BEGIN INFORMATION PROVIDED

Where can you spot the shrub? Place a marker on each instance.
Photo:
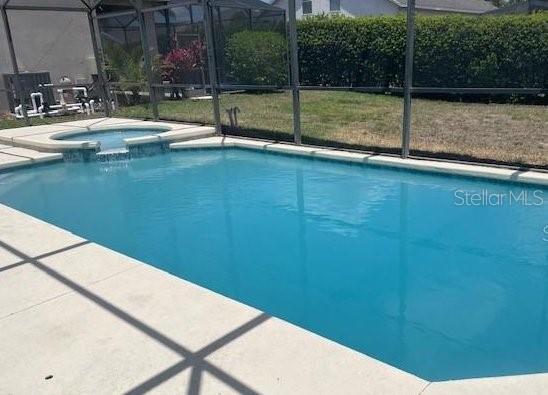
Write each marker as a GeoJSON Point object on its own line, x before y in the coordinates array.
{"type": "Point", "coordinates": [257, 58]}
{"type": "Point", "coordinates": [179, 62]}
{"type": "Point", "coordinates": [450, 51]}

END INFORMATION PROVIDED

TASK INSTRUCTIONS:
Transcribe every line from the records above without alteration, and leave out the images.

ANSWER SPACE:
Where can you spot the shrub? Place a marker on each instance.
Photo:
Write each marker as a GeoJSON Point object on its own line, x before y in the coordinates array.
{"type": "Point", "coordinates": [257, 58]}
{"type": "Point", "coordinates": [179, 62]}
{"type": "Point", "coordinates": [450, 51]}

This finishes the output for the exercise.